_Document excerpt:_
· · · ·

# Garmin/Powertap users..do you 'zero/calibrate' before every ride?



## nyvram

I 'calibrated' mine the other day before I went for a training ride (Garmin's term..not mine) which makes it zero when the bike is standing still.

My power numbers seemed to be higher than before. Should I 'reset/zero/calibrate/whatever' with the bike standing still and PT awake before every training ride? How often do y'all do this? I only did it once back in Feb until earlier this week.


----------



## Wookiebiker

You do realize there is an "Auto Zero" function on the Powertap (at least the ANT+ versions)?

If you are not using that...then you need to do it before every ride for the most accurate power numbers.


----------



## nyvram

i *JUST* now saw that.  i have no idea if that is checked or not..will look when i get home. I kinda think it is.


----------



## Wookiebiker

nyvram said:


> i *JUST* now saw that.  i have no idea if that is checked or not..will look when i get home. I kinda think it is.


Default setting has it turned on...you need to go into the set up to turn it off...so chances are your Powertap has been on Auto Zero the whole time 

Generally speaking if the power numbers are reading zero when you're not pedaling, you are fine.

· · · ·

_Recorded information:_
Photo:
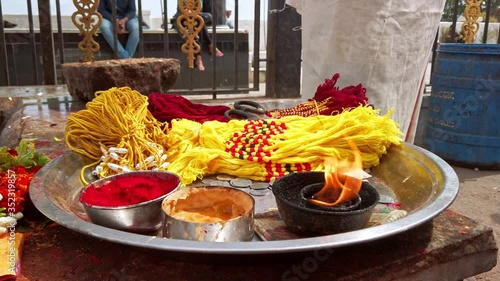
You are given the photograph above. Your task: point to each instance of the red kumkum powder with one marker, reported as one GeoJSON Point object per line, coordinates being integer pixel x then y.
{"type": "Point", "coordinates": [125, 191]}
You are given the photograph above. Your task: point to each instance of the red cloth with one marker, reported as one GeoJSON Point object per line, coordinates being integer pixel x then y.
{"type": "Point", "coordinates": [348, 97]}
{"type": "Point", "coordinates": [166, 107]}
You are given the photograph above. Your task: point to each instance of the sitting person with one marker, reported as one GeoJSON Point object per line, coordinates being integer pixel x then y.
{"type": "Point", "coordinates": [126, 21]}
{"type": "Point", "coordinates": [205, 41]}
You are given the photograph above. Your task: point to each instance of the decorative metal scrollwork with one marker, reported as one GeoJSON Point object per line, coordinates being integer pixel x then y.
{"type": "Point", "coordinates": [470, 26]}
{"type": "Point", "coordinates": [190, 23]}
{"type": "Point", "coordinates": [87, 20]}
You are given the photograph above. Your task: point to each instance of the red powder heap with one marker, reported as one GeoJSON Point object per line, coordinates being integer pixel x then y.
{"type": "Point", "coordinates": [125, 191]}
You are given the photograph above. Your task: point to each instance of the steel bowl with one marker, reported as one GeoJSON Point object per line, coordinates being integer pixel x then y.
{"type": "Point", "coordinates": [235, 228]}
{"type": "Point", "coordinates": [143, 217]}
{"type": "Point", "coordinates": [423, 183]}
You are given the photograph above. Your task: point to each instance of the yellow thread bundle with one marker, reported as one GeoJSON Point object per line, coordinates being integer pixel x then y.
{"type": "Point", "coordinates": [118, 117]}
{"type": "Point", "coordinates": [306, 139]}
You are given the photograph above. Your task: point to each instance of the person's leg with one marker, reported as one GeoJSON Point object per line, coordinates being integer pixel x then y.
{"type": "Point", "coordinates": [106, 29]}
{"type": "Point", "coordinates": [133, 36]}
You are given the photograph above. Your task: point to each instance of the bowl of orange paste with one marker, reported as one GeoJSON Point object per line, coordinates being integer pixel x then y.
{"type": "Point", "coordinates": [211, 214]}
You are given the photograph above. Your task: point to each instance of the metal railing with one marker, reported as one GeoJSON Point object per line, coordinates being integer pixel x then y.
{"type": "Point", "coordinates": [49, 40]}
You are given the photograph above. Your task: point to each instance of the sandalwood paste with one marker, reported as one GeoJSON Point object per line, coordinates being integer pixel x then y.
{"type": "Point", "coordinates": [210, 204]}
{"type": "Point", "coordinates": [125, 191]}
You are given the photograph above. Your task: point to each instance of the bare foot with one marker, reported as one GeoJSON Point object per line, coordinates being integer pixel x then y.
{"type": "Point", "coordinates": [217, 52]}
{"type": "Point", "coordinates": [199, 63]}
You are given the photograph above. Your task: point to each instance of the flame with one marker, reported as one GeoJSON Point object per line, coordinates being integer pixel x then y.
{"type": "Point", "coordinates": [343, 181]}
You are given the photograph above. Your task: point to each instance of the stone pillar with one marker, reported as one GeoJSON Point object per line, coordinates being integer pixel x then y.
{"type": "Point", "coordinates": [284, 46]}
{"type": "Point", "coordinates": [47, 43]}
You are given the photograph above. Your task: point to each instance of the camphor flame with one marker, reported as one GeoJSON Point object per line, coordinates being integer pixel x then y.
{"type": "Point", "coordinates": [343, 180]}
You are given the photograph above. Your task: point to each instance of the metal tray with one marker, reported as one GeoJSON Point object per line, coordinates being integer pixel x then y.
{"type": "Point", "coordinates": [424, 183]}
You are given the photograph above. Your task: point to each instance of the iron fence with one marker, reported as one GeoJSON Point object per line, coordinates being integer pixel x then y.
{"type": "Point", "coordinates": [48, 50]}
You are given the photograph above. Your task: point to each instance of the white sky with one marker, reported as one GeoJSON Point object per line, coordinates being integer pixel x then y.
{"type": "Point", "coordinates": [246, 7]}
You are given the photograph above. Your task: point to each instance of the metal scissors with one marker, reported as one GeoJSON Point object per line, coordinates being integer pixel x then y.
{"type": "Point", "coordinates": [247, 109]}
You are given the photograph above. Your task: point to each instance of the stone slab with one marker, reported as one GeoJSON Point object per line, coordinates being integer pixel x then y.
{"type": "Point", "coordinates": [145, 75]}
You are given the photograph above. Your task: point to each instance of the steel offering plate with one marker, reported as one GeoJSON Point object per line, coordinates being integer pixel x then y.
{"type": "Point", "coordinates": [424, 184]}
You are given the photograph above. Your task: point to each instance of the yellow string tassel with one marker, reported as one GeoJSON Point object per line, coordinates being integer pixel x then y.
{"type": "Point", "coordinates": [304, 144]}
{"type": "Point", "coordinates": [117, 129]}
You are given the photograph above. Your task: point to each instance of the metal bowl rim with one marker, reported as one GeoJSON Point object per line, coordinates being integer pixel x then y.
{"type": "Point", "coordinates": [251, 212]}
{"type": "Point", "coordinates": [45, 205]}
{"type": "Point", "coordinates": [133, 206]}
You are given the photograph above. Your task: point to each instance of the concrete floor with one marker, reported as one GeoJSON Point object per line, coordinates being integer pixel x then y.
{"type": "Point", "coordinates": [479, 199]}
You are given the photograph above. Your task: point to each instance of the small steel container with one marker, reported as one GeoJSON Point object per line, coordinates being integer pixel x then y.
{"type": "Point", "coordinates": [143, 217]}
{"type": "Point", "coordinates": [197, 227]}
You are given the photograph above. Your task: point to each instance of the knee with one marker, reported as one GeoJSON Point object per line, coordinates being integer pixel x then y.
{"type": "Point", "coordinates": [133, 26]}
{"type": "Point", "coordinates": [105, 25]}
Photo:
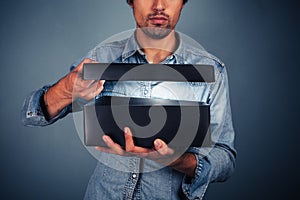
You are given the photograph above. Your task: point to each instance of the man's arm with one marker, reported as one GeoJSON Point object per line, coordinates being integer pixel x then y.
{"type": "Point", "coordinates": [50, 103]}
{"type": "Point", "coordinates": [70, 88]}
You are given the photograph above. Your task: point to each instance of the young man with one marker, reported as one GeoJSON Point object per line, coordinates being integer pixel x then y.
{"type": "Point", "coordinates": [154, 41]}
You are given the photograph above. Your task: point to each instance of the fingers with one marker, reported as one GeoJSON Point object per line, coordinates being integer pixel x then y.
{"type": "Point", "coordinates": [130, 146]}
{"type": "Point", "coordinates": [162, 148]}
{"type": "Point", "coordinates": [113, 147]}
{"type": "Point", "coordinates": [88, 90]}
{"type": "Point", "coordinates": [80, 66]}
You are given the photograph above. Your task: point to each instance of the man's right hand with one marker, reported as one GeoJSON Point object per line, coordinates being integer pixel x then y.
{"type": "Point", "coordinates": [70, 88]}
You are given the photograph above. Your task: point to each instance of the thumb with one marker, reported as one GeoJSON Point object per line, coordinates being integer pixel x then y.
{"type": "Point", "coordinates": [79, 67]}
{"type": "Point", "coordinates": [161, 147]}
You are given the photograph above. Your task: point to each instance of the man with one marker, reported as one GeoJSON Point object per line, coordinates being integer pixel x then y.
{"type": "Point", "coordinates": [154, 41]}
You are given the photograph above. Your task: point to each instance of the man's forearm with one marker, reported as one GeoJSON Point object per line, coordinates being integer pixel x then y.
{"type": "Point", "coordinates": [55, 101]}
{"type": "Point", "coordinates": [185, 164]}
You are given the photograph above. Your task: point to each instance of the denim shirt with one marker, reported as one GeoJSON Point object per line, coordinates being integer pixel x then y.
{"type": "Point", "coordinates": [213, 164]}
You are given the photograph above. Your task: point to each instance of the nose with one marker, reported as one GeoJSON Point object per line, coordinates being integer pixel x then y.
{"type": "Point", "coordinates": [159, 5]}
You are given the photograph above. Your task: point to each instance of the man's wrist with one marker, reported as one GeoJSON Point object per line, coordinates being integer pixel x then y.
{"type": "Point", "coordinates": [186, 164]}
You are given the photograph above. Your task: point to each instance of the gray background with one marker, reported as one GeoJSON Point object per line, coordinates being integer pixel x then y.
{"type": "Point", "coordinates": [257, 39]}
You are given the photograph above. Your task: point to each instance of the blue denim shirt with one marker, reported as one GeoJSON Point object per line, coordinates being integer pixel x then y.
{"type": "Point", "coordinates": [213, 164]}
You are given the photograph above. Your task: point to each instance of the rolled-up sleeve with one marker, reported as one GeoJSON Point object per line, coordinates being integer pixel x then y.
{"type": "Point", "coordinates": [215, 163]}
{"type": "Point", "coordinates": [32, 113]}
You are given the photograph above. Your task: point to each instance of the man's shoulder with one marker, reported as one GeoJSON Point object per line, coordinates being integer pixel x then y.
{"type": "Point", "coordinates": [198, 55]}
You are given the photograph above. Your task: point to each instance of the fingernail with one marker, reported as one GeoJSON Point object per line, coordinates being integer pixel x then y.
{"type": "Point", "coordinates": [126, 130]}
{"type": "Point", "coordinates": [105, 139]}
{"type": "Point", "coordinates": [157, 143]}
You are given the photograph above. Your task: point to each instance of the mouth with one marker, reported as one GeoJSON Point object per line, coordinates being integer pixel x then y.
{"type": "Point", "coordinates": [158, 19]}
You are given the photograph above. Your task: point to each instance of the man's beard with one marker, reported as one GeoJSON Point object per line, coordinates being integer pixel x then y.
{"type": "Point", "coordinates": [156, 32]}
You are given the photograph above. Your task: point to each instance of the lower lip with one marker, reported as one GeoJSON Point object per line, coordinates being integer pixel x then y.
{"type": "Point", "coordinates": [158, 21]}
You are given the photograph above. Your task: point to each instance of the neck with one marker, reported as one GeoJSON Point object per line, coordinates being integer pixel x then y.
{"type": "Point", "coordinates": [156, 50]}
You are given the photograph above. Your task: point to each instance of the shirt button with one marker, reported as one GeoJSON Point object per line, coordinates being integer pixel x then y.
{"type": "Point", "coordinates": [134, 176]}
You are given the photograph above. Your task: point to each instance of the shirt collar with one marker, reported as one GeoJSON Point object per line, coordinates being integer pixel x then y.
{"type": "Point", "coordinates": [132, 47]}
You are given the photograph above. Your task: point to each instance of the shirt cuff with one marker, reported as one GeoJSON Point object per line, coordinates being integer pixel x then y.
{"type": "Point", "coordinates": [195, 188]}
{"type": "Point", "coordinates": [32, 112]}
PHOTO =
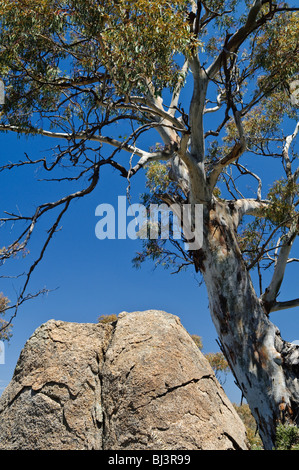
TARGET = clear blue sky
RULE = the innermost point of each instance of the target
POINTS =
(90, 277)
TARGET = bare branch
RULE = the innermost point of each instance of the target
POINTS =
(270, 294)
(284, 305)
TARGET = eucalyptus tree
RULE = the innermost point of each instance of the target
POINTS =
(217, 81)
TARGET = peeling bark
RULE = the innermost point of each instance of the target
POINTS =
(265, 367)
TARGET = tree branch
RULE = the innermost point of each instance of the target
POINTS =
(284, 305)
(270, 294)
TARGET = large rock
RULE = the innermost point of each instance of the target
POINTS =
(139, 383)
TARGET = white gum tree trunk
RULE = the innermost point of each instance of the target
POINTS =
(265, 367)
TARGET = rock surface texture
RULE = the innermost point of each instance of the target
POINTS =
(138, 383)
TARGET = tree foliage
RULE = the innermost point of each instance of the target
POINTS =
(217, 82)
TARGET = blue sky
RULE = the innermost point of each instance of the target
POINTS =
(90, 277)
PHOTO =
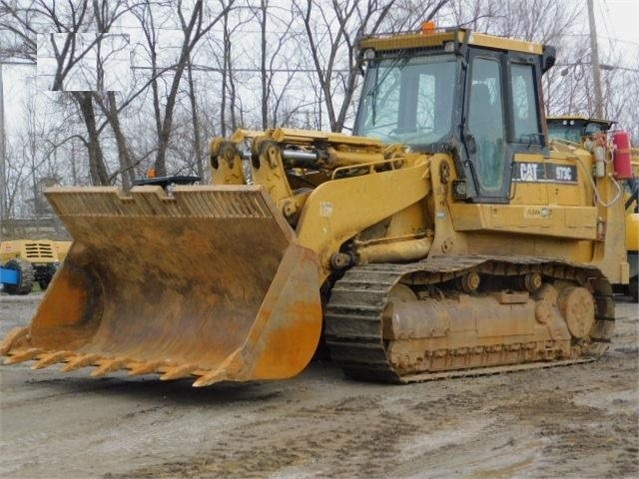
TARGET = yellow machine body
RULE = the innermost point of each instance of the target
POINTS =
(379, 245)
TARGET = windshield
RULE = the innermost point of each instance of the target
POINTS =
(566, 132)
(573, 131)
(408, 100)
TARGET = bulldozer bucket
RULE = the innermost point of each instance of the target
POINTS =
(207, 282)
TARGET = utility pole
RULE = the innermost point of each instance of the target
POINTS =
(596, 71)
(3, 141)
(3, 152)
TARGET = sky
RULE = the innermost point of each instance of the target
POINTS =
(617, 22)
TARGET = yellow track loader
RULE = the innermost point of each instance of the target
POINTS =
(443, 239)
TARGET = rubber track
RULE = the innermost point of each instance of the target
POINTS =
(353, 316)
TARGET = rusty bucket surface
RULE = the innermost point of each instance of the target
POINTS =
(208, 282)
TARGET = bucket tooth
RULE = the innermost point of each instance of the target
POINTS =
(50, 358)
(210, 378)
(108, 366)
(80, 362)
(146, 368)
(14, 335)
(178, 372)
(21, 356)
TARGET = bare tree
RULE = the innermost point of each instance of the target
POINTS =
(331, 34)
(194, 24)
(19, 35)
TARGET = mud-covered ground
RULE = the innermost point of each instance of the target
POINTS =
(575, 421)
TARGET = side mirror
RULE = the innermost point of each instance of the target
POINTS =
(471, 144)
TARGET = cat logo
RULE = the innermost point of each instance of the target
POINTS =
(528, 172)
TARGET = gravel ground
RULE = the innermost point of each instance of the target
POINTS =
(575, 421)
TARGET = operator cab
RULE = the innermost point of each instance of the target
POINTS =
(455, 91)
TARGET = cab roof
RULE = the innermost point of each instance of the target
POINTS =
(435, 38)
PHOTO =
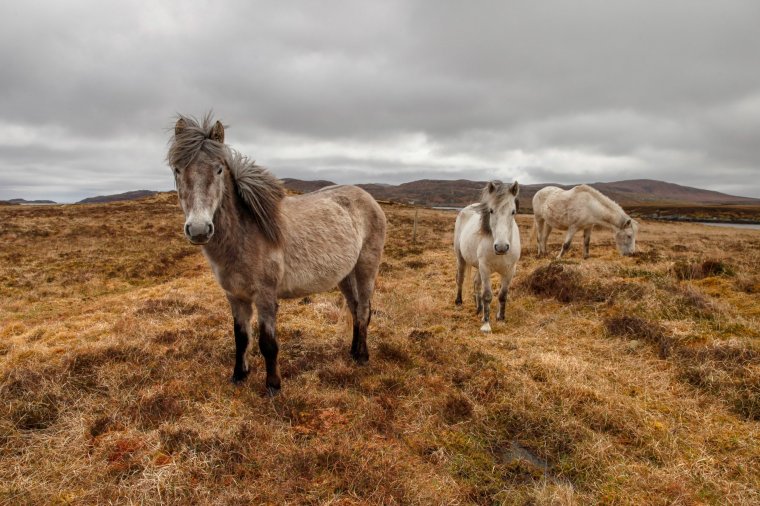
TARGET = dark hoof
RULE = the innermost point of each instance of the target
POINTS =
(239, 376)
(273, 386)
(360, 358)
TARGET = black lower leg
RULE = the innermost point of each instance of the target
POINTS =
(355, 339)
(359, 351)
(502, 305)
(487, 306)
(241, 346)
(269, 348)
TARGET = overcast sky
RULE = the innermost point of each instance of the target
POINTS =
(382, 91)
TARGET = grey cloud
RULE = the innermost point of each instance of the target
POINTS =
(551, 91)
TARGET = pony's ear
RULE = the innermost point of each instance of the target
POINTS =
(180, 126)
(217, 132)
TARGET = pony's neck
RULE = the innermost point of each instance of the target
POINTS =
(230, 223)
(614, 217)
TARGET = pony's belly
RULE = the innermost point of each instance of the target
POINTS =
(314, 278)
(301, 288)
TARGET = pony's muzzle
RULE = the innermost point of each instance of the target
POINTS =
(501, 248)
(199, 233)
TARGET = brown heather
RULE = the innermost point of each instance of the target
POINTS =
(613, 380)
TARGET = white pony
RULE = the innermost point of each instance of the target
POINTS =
(486, 237)
(579, 208)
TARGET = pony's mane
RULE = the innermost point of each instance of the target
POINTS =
(602, 198)
(259, 190)
(501, 191)
(192, 140)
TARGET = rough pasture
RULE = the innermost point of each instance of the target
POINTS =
(614, 380)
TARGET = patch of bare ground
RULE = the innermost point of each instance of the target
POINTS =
(612, 380)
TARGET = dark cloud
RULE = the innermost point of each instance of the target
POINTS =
(382, 91)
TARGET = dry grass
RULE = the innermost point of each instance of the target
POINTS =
(612, 380)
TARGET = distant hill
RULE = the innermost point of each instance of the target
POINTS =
(24, 201)
(460, 192)
(133, 195)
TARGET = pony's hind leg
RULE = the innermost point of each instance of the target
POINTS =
(506, 280)
(348, 289)
(586, 241)
(242, 312)
(476, 284)
(266, 306)
(538, 224)
(547, 229)
(486, 298)
(365, 273)
(568, 241)
(461, 268)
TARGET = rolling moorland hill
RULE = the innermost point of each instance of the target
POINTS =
(132, 195)
(437, 192)
(613, 380)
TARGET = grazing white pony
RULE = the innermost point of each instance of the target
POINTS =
(486, 237)
(581, 208)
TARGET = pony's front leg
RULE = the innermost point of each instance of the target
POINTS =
(486, 297)
(568, 241)
(241, 313)
(586, 241)
(506, 280)
(476, 285)
(268, 346)
(461, 268)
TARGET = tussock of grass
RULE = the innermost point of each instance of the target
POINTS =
(633, 327)
(565, 283)
(691, 269)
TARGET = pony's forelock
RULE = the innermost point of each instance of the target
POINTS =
(260, 191)
(193, 138)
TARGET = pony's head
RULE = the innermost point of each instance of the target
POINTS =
(200, 162)
(498, 206)
(625, 236)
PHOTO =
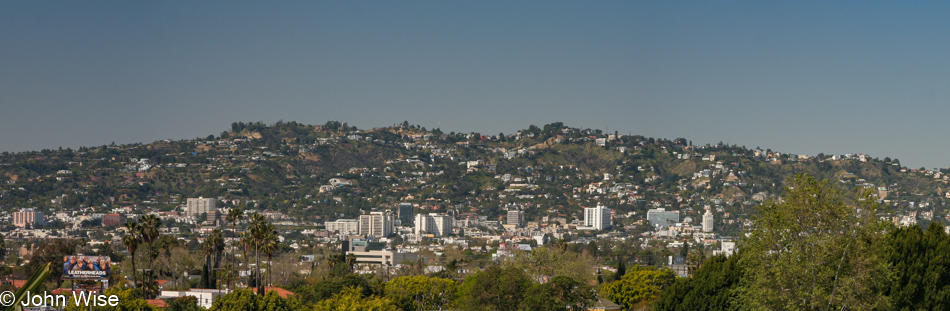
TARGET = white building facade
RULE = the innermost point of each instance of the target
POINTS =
(435, 224)
(376, 224)
(197, 206)
(597, 218)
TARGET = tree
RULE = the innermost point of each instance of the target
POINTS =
(494, 288)
(351, 299)
(922, 268)
(246, 300)
(213, 247)
(270, 246)
(234, 215)
(131, 240)
(185, 303)
(149, 227)
(3, 248)
(712, 287)
(621, 269)
(815, 249)
(561, 293)
(420, 292)
(52, 251)
(638, 287)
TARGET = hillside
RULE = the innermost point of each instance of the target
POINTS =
(552, 170)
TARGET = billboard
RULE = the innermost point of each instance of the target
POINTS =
(87, 267)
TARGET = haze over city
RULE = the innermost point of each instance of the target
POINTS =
(805, 78)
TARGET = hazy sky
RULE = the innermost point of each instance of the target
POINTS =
(801, 77)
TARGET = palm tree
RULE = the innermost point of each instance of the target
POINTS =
(258, 229)
(131, 240)
(246, 240)
(234, 215)
(150, 233)
(213, 247)
(270, 246)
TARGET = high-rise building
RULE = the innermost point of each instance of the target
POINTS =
(597, 218)
(377, 224)
(406, 213)
(27, 217)
(516, 218)
(197, 206)
(344, 226)
(708, 220)
(114, 220)
(433, 223)
(661, 218)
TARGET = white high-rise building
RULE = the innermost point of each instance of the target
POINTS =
(661, 218)
(516, 218)
(435, 224)
(708, 220)
(344, 226)
(377, 224)
(597, 218)
(197, 206)
(27, 217)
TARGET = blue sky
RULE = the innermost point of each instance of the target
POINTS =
(800, 77)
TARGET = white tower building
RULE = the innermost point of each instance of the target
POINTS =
(708, 220)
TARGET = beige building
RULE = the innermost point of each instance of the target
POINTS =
(385, 258)
(376, 224)
(26, 217)
(197, 206)
(344, 226)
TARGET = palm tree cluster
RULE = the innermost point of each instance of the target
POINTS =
(262, 235)
(146, 230)
(213, 248)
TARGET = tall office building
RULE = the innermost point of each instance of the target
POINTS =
(406, 213)
(597, 217)
(197, 206)
(435, 224)
(708, 220)
(343, 226)
(27, 217)
(114, 220)
(661, 218)
(377, 224)
(516, 218)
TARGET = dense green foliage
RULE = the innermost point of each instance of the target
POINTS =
(712, 287)
(921, 262)
(817, 249)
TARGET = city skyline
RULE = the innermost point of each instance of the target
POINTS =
(802, 78)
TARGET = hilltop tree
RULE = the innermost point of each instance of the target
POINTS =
(816, 249)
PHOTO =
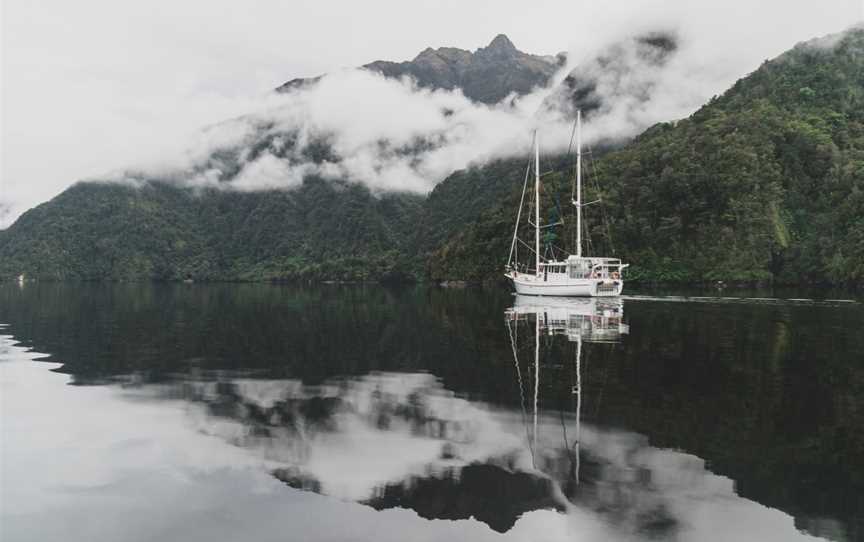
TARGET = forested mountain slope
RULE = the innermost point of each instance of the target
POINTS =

· · · ·

_Written tasks:_
1. Copy the part of the Powertap thread above from "I 'calibrated' mine" to "earlier this week.".
2. Translate this sentence from the Powertap thread into Spanish: "Generally speaking if the power numbers are reading zero when you're not pedaling, you are fine."
3. In the Powertap thread, what is the default setting for the Auto Zero function?

_Answers given:_
1.
I 'calibrated' mine the other day before I went for a training ride (Garmin's term..not mine) which makes it zero when the bike is standing still.

My power numbers seemed to be higher than before. Should I 'reset/zero/calibrate/whatever' with the bike standing still and PT awake before every training ride? How often do y'all do this? I only did it once back in Feb until earlier this week.

2. En términos generales, si los números de potencia marcan cero cuando no estás pedaleando, estás bien.

3. It is turned on by default.